Devises gratinées

Est-il pensable que nous importions 38 milliards de DH de produits alimentaires dont la plupart relèvent d’une technologie de fabrication basique ? Il faut une stratégie de réindustrialisation du pays tournée vers le marché intérieur.

Plus de 11 000 tonnes de fromage importées au cours de la seule année 2011, hausse de 29% en quatre ans, 458 MDH de devises étrangères envolées ; 13 900 tonnes de viandes achetées à l’étranger, hausse de 78,5% depuis 2007, 496 MDH de devises utilisées pour payer l’exportateur ; 9,7 milliards de DH d’autres produits alimentaires de fabrication étrangère consommés en 2011, autant de réserves en devises en moins, hausse moyenne de 20% par an.

*LISTE PRÉSENTÉE:*

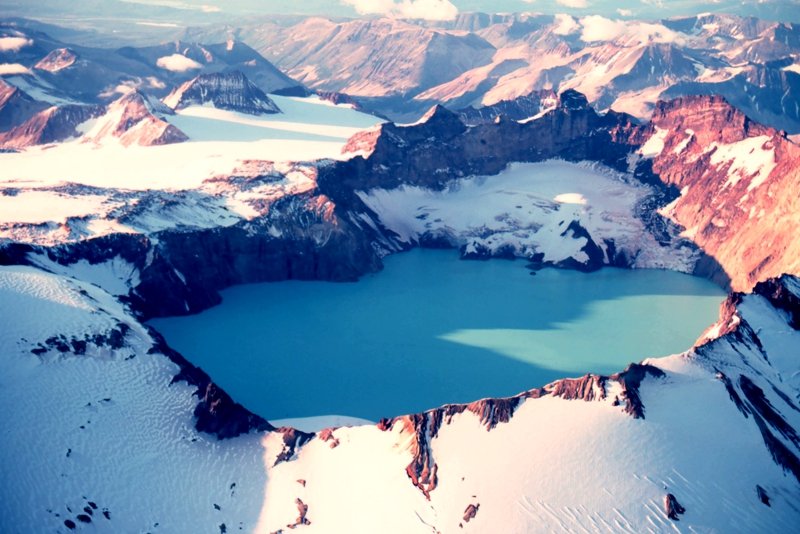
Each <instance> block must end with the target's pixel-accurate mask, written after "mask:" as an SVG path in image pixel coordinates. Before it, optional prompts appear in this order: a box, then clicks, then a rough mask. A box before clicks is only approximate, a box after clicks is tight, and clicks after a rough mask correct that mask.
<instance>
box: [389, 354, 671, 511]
mask: <svg viewBox="0 0 800 534" xmlns="http://www.w3.org/2000/svg"><path fill="white" fill-rule="evenodd" d="M647 376H652V377H654V378H660V377H663V376H664V372H663V371H662V370H661V369H659V368H657V367H654V366H652V365H648V364H636V363H633V364H631V365H629V366H628V368H627V369H626V370H625V371H623V372H621V373H616V374H613V375H611V376H599V375H592V374H589V375H586V376H583V377H581V378H576V379H563V380H558V381H556V382H553V383H552V384H548V385H546V386H544V387H542V388H536V389H532V390H530V391H525V392H523V393H520V394H519V395H515V396H513V397H507V398H500V399H483V400H479V401H475V402H472V403H470V404H447V405H445V406H442V407H441V408H436V409H434V410H429V411H427V412H423V413H419V414H412V415H404V416H401V417H395V418H393V419H381V420H380V421H379V422H378V425H377V426H378V428H379V429H380V430H384V431H386V430H390V429H392V428H393V427H394V425H395V424H400V425H402V432H404V433H409V434H412V435H413V436H414V438H413V441H412V445H411V454H412V457H413V459H412V461H411V463H409V464H408V466H407V467H406V474H407V475H408V478H409V479H410V480H411V483H412V484H413V485H414V486H416V487H417V488H418V489H419V490H420V491H421V492H422V494H423V495H425V497H426V498H428V499H430V494H431V492H432V491H433V490H434V489H436V486H437V484H438V476H437V473H438V465H437V463H436V460H435V458H434V456H433V451H432V449H431V440H433V439H434V438H436V436H437V435H438V434H439V430H440V429H441V428H442V425H444V424H449V423H450V421H451V420H452V418H453V417H454V416H455V415H457V414H461V413H464V412H471V413H473V414H475V415H476V416H478V417H479V419H480V423H481V424H482V425H483V426H484V427H486V430H487V431H490V430H492V429H493V428H495V427H496V426H497V425H498V424H500V423H507V422H509V421H510V420H511V418H512V417H513V415H514V411H515V410H516V408H517V407H518V406H519V405H520V404H521V403H522V402H523V401H524V400H525V399H538V398H541V397H544V396H546V395H550V396H553V397H560V398H563V399H565V400H583V401H585V402H591V401H599V400H603V399H605V398H606V386H607V384H608V382H609V381H615V382H618V383H619V384H621V386H622V392H621V393H620V395H618V396H617V397H616V398H615V404H616V405H620V406H622V409H623V410H624V411H625V412H626V413H628V414H629V415H630V416H631V417H633V418H635V419H644V405H643V404H642V401H641V397H640V396H639V387H640V386H641V383H642V381H643V380H644V379H645V377H647Z"/></svg>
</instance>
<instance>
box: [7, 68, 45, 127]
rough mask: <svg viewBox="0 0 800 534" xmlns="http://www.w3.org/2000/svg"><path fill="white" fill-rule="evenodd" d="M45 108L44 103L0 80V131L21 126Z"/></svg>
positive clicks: (24, 92)
mask: <svg viewBox="0 0 800 534" xmlns="http://www.w3.org/2000/svg"><path fill="white" fill-rule="evenodd" d="M47 107H48V106H47V104H45V103H44V102H39V101H38V100H35V99H34V98H32V97H31V96H30V95H28V94H27V93H25V92H24V91H22V90H21V89H18V88H16V87H14V86H13V85H10V84H7V83H6V82H4V81H3V80H0V131H4V130H9V129H11V128H13V127H14V126H18V125H20V124H22V123H23V122H25V121H27V120H28V119H30V118H31V117H32V116H33V115H35V114H36V113H38V112H40V111H42V110H44V109H47Z"/></svg>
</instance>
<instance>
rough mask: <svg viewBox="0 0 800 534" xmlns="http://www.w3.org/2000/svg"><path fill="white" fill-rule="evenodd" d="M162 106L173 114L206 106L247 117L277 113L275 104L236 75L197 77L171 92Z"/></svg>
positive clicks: (218, 75) (241, 75)
mask: <svg viewBox="0 0 800 534" xmlns="http://www.w3.org/2000/svg"><path fill="white" fill-rule="evenodd" d="M164 103H165V104H166V105H167V106H169V107H170V108H172V109H175V110H179V109H183V108H185V107H188V106H202V105H205V104H210V105H212V106H214V107H215V108H218V109H227V110H230V111H237V112H240V113H247V114H249V115H260V114H264V113H280V112H281V110H280V109H279V108H278V106H277V105H275V102H273V101H272V100H271V99H270V98H269V97H268V96H267V95H265V94H264V92H263V91H262V90H261V89H259V88H258V87H256V86H255V85H254V84H253V82H251V81H250V80H248V79H247V76H245V75H244V74H242V73H241V72H239V71H232V72H227V73H217V74H201V75H200V76H197V77H196V78H193V79H191V80H189V81H187V82H185V83H183V84H182V85H181V86H180V87H177V88H175V89H174V90H173V91H172V92H171V93H170V94H169V95H167V96H166V97H165V98H164Z"/></svg>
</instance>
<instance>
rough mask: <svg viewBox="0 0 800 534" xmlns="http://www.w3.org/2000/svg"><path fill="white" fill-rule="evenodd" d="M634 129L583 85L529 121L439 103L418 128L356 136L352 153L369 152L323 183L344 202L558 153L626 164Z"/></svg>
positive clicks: (578, 160) (401, 129)
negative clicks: (600, 113) (541, 116)
mask: <svg viewBox="0 0 800 534" xmlns="http://www.w3.org/2000/svg"><path fill="white" fill-rule="evenodd" d="M630 127H631V122H630V118H629V117H627V116H625V115H620V114H616V113H609V114H607V115H598V114H597V113H596V112H595V111H594V110H593V109H592V108H591V107H589V105H588V102H587V100H586V98H585V97H584V96H583V95H581V94H580V93H577V92H575V91H566V92H564V93H562V94H561V95H560V97H559V101H558V106H557V107H555V108H554V109H553V110H551V111H549V112H547V113H545V114H544V115H542V117H541V118H539V119H538V120H536V121H532V122H530V123H527V124H520V123H519V122H516V121H512V120H508V119H506V118H504V117H501V118H500V119H499V120H497V121H495V122H492V123H488V124H479V125H477V126H474V127H469V128H468V127H467V126H466V125H465V124H464V123H463V122H462V121H461V120H460V118H459V117H458V115H456V114H455V113H453V112H451V111H449V110H448V109H446V108H445V107H443V106H434V107H433V108H431V110H430V111H428V113H427V114H426V115H425V116H424V117H423V119H422V120H421V121H420V122H419V123H418V124H416V125H412V126H411V127H405V126H398V125H395V124H392V123H387V124H383V125H381V126H380V127H379V128H378V129H375V130H371V131H367V132H364V133H361V134H357V135H356V136H354V137H353V138H352V139H351V140H350V141H349V143H348V145H347V146H346V147H345V149H344V151H345V152H352V153H359V154H367V155H368V156H367V157H366V158H364V157H356V158H353V159H351V160H349V161H346V162H342V163H341V164H338V165H336V166H335V167H332V168H331V169H330V170H326V171H324V172H323V173H321V175H320V188H321V190H322V191H323V192H325V193H326V194H328V195H329V196H331V197H332V198H336V199H339V200H347V199H348V198H352V197H353V192H354V191H358V190H361V191H367V190H369V189H371V188H373V187H382V188H384V189H392V188H395V187H398V186H400V185H419V186H423V187H427V188H430V189H435V190H441V189H442V188H443V187H444V185H445V184H446V183H447V182H448V181H450V180H453V179H456V178H461V177H464V176H470V175H478V176H479V175H493V174H497V173H498V172H500V171H501V170H502V169H504V168H505V167H506V165H508V163H510V162H512V161H516V162H534V161H543V160H546V159H550V158H562V159H565V160H567V161H581V160H593V161H599V162H602V163H604V164H606V165H608V166H610V167H612V168H616V169H626V168H627V164H626V163H625V161H626V156H627V152H628V150H629V147H630V145H626V144H625V141H624V140H622V138H621V137H619V136H616V135H615V132H616V131H618V130H624V129H626V128H630Z"/></svg>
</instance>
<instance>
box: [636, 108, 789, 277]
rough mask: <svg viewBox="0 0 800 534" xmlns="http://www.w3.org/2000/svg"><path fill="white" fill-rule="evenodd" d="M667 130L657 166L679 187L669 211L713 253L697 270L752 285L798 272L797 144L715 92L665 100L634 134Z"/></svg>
mask: <svg viewBox="0 0 800 534" xmlns="http://www.w3.org/2000/svg"><path fill="white" fill-rule="evenodd" d="M665 130H666V132H665V136H664V148H663V150H661V152H660V153H659V154H658V155H656V156H655V157H654V159H653V160H652V161H651V162H652V170H653V172H654V173H655V174H656V175H657V176H658V177H660V179H661V180H662V181H663V182H664V183H666V184H669V185H672V186H674V187H676V188H677V189H679V190H681V191H682V194H681V195H680V198H679V199H678V200H677V202H676V203H675V204H674V206H672V207H671V208H670V218H672V219H673V220H674V221H676V222H677V223H678V224H681V225H682V226H684V227H685V228H687V229H688V230H689V233H690V234H691V235H692V236H693V237H692V239H693V241H694V242H695V243H696V244H697V245H698V246H699V247H700V248H702V250H703V251H704V252H705V253H706V255H707V256H708V257H709V258H713V260H714V262H713V263H714V264H715V265H716V268H714V267H713V266H712V265H708V264H698V267H699V268H700V269H702V272H700V274H702V275H704V276H707V277H711V278H713V279H715V280H717V281H724V280H725V279H727V280H729V281H730V287H731V288H732V289H734V290H736V291H747V290H749V289H751V288H752V287H753V286H754V285H755V284H756V283H757V282H759V281H761V280H765V279H767V278H770V277H777V276H780V275H781V274H783V273H797V261H796V258H798V257H800V241H799V240H797V239H796V236H797V234H798V232H800V219H798V218H797V217H787V216H786V214H789V213H797V212H798V210H800V197H798V196H797V195H787V194H785V192H786V191H797V190H798V188H800V173H798V172H797V168H798V166H799V165H800V147H798V146H797V145H796V144H794V143H792V142H791V141H789V140H788V139H787V138H786V137H785V133H783V132H779V131H777V130H774V129H772V128H769V127H766V126H763V125H761V124H758V123H757V122H755V121H753V120H751V119H750V118H748V117H747V116H746V115H745V114H744V113H742V112H741V111H739V110H737V109H736V108H734V107H733V106H731V105H730V104H729V103H728V102H727V101H726V100H725V99H723V98H721V97H718V96H693V97H683V98H679V99H676V100H672V101H670V102H660V103H658V104H657V105H656V109H655V112H654V114H653V118H652V122H651V124H650V125H648V126H647V127H644V128H642V129H640V130H639V131H638V133H637V132H635V131H634V132H633V137H632V139H634V140H637V138H638V142H643V141H644V140H646V139H647V138H649V137H650V136H652V135H653V134H654V133H655V132H656V131H661V132H664V131H665ZM741 142H745V144H744V145H736V143H741ZM725 151H727V153H726V152H725ZM720 154H722V156H720ZM733 156H736V159H735V160H733V159H731V158H733ZM715 158H718V159H715ZM750 160H752V167H751V165H750ZM745 162H746V163H747V164H745Z"/></svg>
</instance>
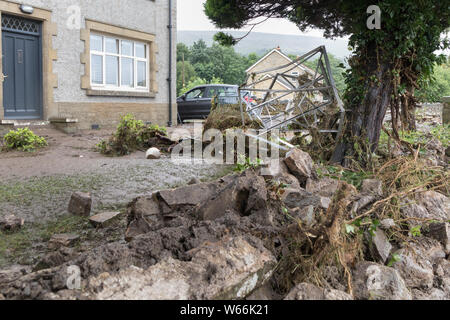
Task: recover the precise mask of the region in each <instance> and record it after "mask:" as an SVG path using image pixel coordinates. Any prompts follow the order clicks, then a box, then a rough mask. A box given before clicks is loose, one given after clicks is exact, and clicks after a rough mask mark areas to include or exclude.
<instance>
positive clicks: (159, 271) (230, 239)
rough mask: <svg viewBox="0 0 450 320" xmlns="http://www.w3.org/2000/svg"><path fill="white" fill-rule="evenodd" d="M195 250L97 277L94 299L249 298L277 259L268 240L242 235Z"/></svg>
mask: <svg viewBox="0 0 450 320" xmlns="http://www.w3.org/2000/svg"><path fill="white" fill-rule="evenodd" d="M254 240H255V241H256V239H254ZM251 242H252V243H253V242H254V241H251ZM190 255H191V259H190V261H180V260H175V259H173V258H166V259H164V260H162V261H161V262H159V263H157V264H156V265H153V266H151V267H150V268H148V269H146V270H143V269H140V268H137V267H129V268H127V269H124V270H121V271H119V272H118V273H117V274H114V275H108V276H106V277H104V276H102V277H100V276H98V277H95V278H92V279H90V281H89V291H90V292H91V294H92V297H93V298H94V299H110V300H122V299H133V300H179V299H181V300H196V299H201V300H209V299H244V298H245V297H247V296H248V295H249V294H250V293H251V292H252V291H253V290H255V289H256V288H258V287H260V286H261V285H263V284H264V283H265V282H266V281H267V279H268V278H269V277H270V276H271V274H272V270H273V268H274V266H275V264H276V260H275V258H274V257H273V255H272V254H271V253H270V252H269V251H268V250H266V249H265V248H264V247H262V245H258V246H254V245H251V244H250V243H249V241H248V240H246V239H244V238H242V237H236V238H225V239H223V240H222V241H219V242H217V243H205V244H204V245H202V246H201V247H198V248H196V249H194V250H193V251H192V252H191V253H190Z"/></svg>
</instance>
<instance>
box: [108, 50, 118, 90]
mask: <svg viewBox="0 0 450 320" xmlns="http://www.w3.org/2000/svg"><path fill="white" fill-rule="evenodd" d="M105 64H106V65H105V77H106V79H105V80H106V84H112V85H115V86H117V85H119V57H114V56H106V61H105Z"/></svg>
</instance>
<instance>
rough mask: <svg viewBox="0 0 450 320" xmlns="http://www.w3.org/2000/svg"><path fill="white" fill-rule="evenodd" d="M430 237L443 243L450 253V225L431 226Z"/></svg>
mask: <svg viewBox="0 0 450 320" xmlns="http://www.w3.org/2000/svg"><path fill="white" fill-rule="evenodd" d="M428 235H429V236H430V237H431V238H433V239H436V240H438V241H439V242H440V243H442V245H443V246H444V248H445V250H446V251H447V252H449V251H450V224H449V223H448V222H439V223H432V224H430V228H429V231H428Z"/></svg>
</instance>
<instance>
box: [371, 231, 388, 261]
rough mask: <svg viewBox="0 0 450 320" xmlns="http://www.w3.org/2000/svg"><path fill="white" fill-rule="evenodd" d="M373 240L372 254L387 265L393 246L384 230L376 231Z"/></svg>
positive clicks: (374, 256) (376, 258)
mask: <svg viewBox="0 0 450 320" xmlns="http://www.w3.org/2000/svg"><path fill="white" fill-rule="evenodd" d="M371 239H372V246H371V249H372V253H373V256H374V257H375V259H376V260H378V261H380V262H381V263H383V264H385V263H386V262H387V260H388V258H389V256H390V254H391V250H392V245H391V244H390V242H389V239H388V238H387V237H386V234H385V233H384V231H383V230H381V229H377V230H375V231H374V235H373V237H371Z"/></svg>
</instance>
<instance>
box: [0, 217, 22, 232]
mask: <svg viewBox="0 0 450 320" xmlns="http://www.w3.org/2000/svg"><path fill="white" fill-rule="evenodd" d="M24 224H25V220H24V219H22V218H19V217H16V216H15V215H7V216H5V217H3V218H0V230H3V231H11V232H14V231H17V230H19V229H20V228H22V226H23V225H24Z"/></svg>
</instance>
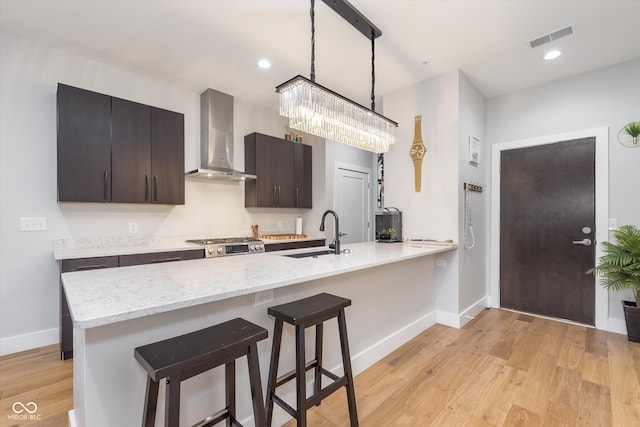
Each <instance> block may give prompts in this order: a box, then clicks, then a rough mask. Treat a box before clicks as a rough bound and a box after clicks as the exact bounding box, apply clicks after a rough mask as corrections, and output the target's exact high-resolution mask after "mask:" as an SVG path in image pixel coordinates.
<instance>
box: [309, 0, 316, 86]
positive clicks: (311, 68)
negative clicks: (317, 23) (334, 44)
mask: <svg viewBox="0 0 640 427" xmlns="http://www.w3.org/2000/svg"><path fill="white" fill-rule="evenodd" d="M315 3H316V2H315V0H311V12H310V13H311V76H310V77H311V81H312V82H315V81H316V66H315V61H316V23H315V13H314V6H315Z"/></svg>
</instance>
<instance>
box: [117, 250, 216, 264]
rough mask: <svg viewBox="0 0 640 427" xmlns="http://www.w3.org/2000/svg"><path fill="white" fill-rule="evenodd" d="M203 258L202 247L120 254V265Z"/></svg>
mask: <svg viewBox="0 0 640 427" xmlns="http://www.w3.org/2000/svg"><path fill="white" fill-rule="evenodd" d="M202 258H204V249H196V250H189V251H170V252H156V253H148V254H131V255H120V267H126V266H129V265H143V264H158V263H161V262H173V261H186V260H189V259H202Z"/></svg>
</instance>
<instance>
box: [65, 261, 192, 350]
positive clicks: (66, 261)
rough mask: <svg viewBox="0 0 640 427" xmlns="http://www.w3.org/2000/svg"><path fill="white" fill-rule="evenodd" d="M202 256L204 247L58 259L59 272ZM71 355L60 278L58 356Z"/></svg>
mask: <svg viewBox="0 0 640 427" xmlns="http://www.w3.org/2000/svg"><path fill="white" fill-rule="evenodd" d="M201 258H204V249H198V250H189V251H168V252H156V253H144V254H130V255H119V256H117V255H116V256H108V257H98V258H78V259H65V260H62V261H60V273H68V272H71V271H84V270H97V269H100V268H114V267H126V266H131V265H144V264H155V263H161V262H171V261H185V260H189V259H201ZM72 357H73V321H72V319H71V313H70V312H69V306H68V304H67V297H66V295H65V293H64V288H63V287H62V278H61V279H60V358H61V359H62V360H67V359H71V358H72Z"/></svg>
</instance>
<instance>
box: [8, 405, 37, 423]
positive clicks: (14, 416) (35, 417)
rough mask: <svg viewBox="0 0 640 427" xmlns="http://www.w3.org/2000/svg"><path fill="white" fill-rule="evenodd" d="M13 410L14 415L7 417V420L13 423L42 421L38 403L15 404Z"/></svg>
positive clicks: (12, 408)
mask: <svg viewBox="0 0 640 427" xmlns="http://www.w3.org/2000/svg"><path fill="white" fill-rule="evenodd" d="M11 409H13V414H9V415H7V418H8V419H10V420H12V421H38V420H41V419H42V415H40V414H38V405H36V402H27V403H22V402H15V403H14V404H13V406H12V407H11Z"/></svg>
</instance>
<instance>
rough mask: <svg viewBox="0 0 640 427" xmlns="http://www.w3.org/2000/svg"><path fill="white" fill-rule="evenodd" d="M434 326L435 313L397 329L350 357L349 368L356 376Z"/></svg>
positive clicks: (333, 371)
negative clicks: (349, 363)
mask: <svg viewBox="0 0 640 427" xmlns="http://www.w3.org/2000/svg"><path fill="white" fill-rule="evenodd" d="M435 324H436V315H435V312H431V313H429V314H427V315H425V316H423V317H421V318H419V319H417V320H415V321H413V322H412V323H409V324H408V325H406V326H404V327H403V328H401V329H398V330H397V331H395V332H394V333H392V334H391V335H389V336H387V337H385V338H383V339H381V340H380V341H378V342H377V343H375V344H373V345H371V346H369V347H368V348H365V349H364V350H362V351H360V352H359V353H357V354H352V355H351V368H352V370H353V375H358V374H359V373H360V372H362V371H364V370H365V369H367V368H369V367H370V366H372V365H373V364H374V363H376V362H377V361H379V360H381V359H382V358H383V357H385V356H386V355H388V354H390V353H391V352H393V351H394V350H397V349H398V348H399V347H400V346H402V345H403V344H406V343H407V342H409V341H411V340H412V339H413V338H415V337H417V336H418V335H420V334H421V333H422V332H423V331H425V330H427V329H428V328H430V327H431V326H433V325H435ZM341 369H342V365H340V366H338V367H335V368H333V369H332V371H333V372H337V371H340V370H341Z"/></svg>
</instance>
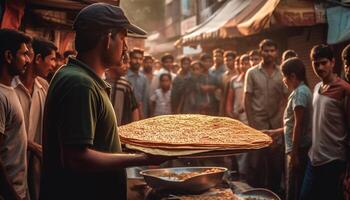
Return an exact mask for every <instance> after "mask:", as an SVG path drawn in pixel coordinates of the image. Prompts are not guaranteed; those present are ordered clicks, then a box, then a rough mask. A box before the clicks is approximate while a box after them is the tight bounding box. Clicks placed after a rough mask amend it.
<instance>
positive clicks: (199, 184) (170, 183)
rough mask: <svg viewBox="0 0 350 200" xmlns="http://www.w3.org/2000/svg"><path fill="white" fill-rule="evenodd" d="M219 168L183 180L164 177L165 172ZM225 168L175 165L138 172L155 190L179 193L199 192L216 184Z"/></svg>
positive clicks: (184, 172) (189, 192) (148, 184)
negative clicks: (212, 170) (184, 179)
mask: <svg viewBox="0 0 350 200" xmlns="http://www.w3.org/2000/svg"><path fill="white" fill-rule="evenodd" d="M212 168H216V169H220V171H219V172H215V173H209V174H200V175H198V176H194V177H191V178H188V179H185V180H176V179H171V178H167V177H164V174H166V173H176V174H180V173H189V172H198V171H203V170H206V169H212ZM226 171H227V168H224V167H176V168H163V169H150V170H143V171H141V172H140V174H141V175H143V177H144V179H145V181H146V183H147V184H148V185H149V186H150V187H152V188H153V189H155V190H166V191H170V192H179V193H200V192H203V191H205V190H208V189H209V188H212V187H214V186H216V185H217V184H219V183H221V182H222V180H223V176H224V173H225V172H226Z"/></svg>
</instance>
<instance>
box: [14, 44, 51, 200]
mask: <svg viewBox="0 0 350 200" xmlns="http://www.w3.org/2000/svg"><path fill="white" fill-rule="evenodd" d="M30 48H32V50H33V52H34V57H33V60H32V61H31V64H30V66H29V67H27V69H26V71H25V73H24V74H20V75H19V76H17V77H15V78H14V79H13V80H12V87H13V88H15V91H16V94H17V96H18V98H19V101H20V103H21V106H22V110H23V114H24V121H25V125H26V132H27V137H28V142H30V145H31V146H36V144H39V145H41V141H42V122H43V115H44V106H45V99H46V94H47V90H48V88H49V84H48V83H47V81H46V80H45V79H44V78H46V77H47V75H48V74H49V72H50V71H51V70H52V69H53V68H54V67H55V65H56V56H55V55H56V51H57V47H56V46H55V45H54V44H53V43H52V42H50V41H48V40H46V39H43V38H34V39H33V42H32V47H30ZM40 173H41V172H40V161H39V160H37V158H35V157H34V156H33V155H32V154H28V177H29V178H28V180H29V184H28V186H29V191H30V194H31V199H39V188H40Z"/></svg>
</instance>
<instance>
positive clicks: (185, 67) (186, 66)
mask: <svg viewBox="0 0 350 200" xmlns="http://www.w3.org/2000/svg"><path fill="white" fill-rule="evenodd" d="M190 66H191V62H190V61H189V60H187V59H185V60H183V61H182V63H181V68H182V69H183V70H184V71H186V72H187V71H188V70H189V69H190Z"/></svg>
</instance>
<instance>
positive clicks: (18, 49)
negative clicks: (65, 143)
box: [0, 29, 31, 199]
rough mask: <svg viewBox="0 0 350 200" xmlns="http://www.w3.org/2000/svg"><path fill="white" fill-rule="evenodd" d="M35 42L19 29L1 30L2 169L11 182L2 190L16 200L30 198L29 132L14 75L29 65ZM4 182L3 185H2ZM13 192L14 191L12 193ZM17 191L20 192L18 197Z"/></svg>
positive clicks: (6, 176) (7, 178)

*TÂCHES DEMANDÉES:*
• A. Dites, s'il vous plaît, si chacune des affirmations suivantes concorde avec le texte sur les importations alimentaires, en répondant par oui ou par non et en citant les mots décisifs du texte : (i) En 2011, plus de 11 000 tonnes de fromage ont été importées. (ii) Les achats de viandes à l'étranger ont progressé de 29 % depuis 2007. (iii) Le texte réclame une réindustrialisation orientée vers l'exportation.
• B. Rédigez la suite du texte sur les importations alimentaires à partir de sa dernière phrase.

*RÉSULTATS DANS L'ORDRE:*
• A.
(i) Oui : « Plus de 11 000 tonnes de fromage importées au cours de la seule année 2011 ».
(ii) Non : « 13 900 tonnes de viandes achetées à l’étranger, hausse de 78,5% depuis 2007 ».
(iii) Non : « Il faut une stratégie de réindustrialisation du pays tournée vers le marché intérieur. »

• B.
Ces chiffres vous étonnent ! Ils font pourtant partie de notre quotidien, de notre panier alimentaire, le menu que l’on retrouve dans nos assiettes. Entre 2011 et 2007, la facture des produits alimentaires a crû de 42%, pour atteindre aujourd’hui 38 milliards de DH, soit 11% de nos importations. C’est un fait, nous sommes devenus de gros consommateurs de produits importés à l’heure où le pays croule sous les déséquilibres commerciaux avec pratiquement tous les pays. L’exemple du fromage Edam (fromage rouge) est à ce titre parlant. On le retrouve chez la plupart des foyers, alors qu’il ne faisait pas partie de nos habitudes alimentaires il y a dix ans à peine, il est omniprésent chez les millions de “mahlabate”, ces fast-food marocains que l’on devrait d’ailleurs labelliser tellement le concept est porteur.

Arrêtons-nous un instant sur l’énormité de ces chiffres. Ne saurions-nous pas fabriquer localement ces produits dont la plupart relèvent d’une technologie basique ? Bien sûr que si.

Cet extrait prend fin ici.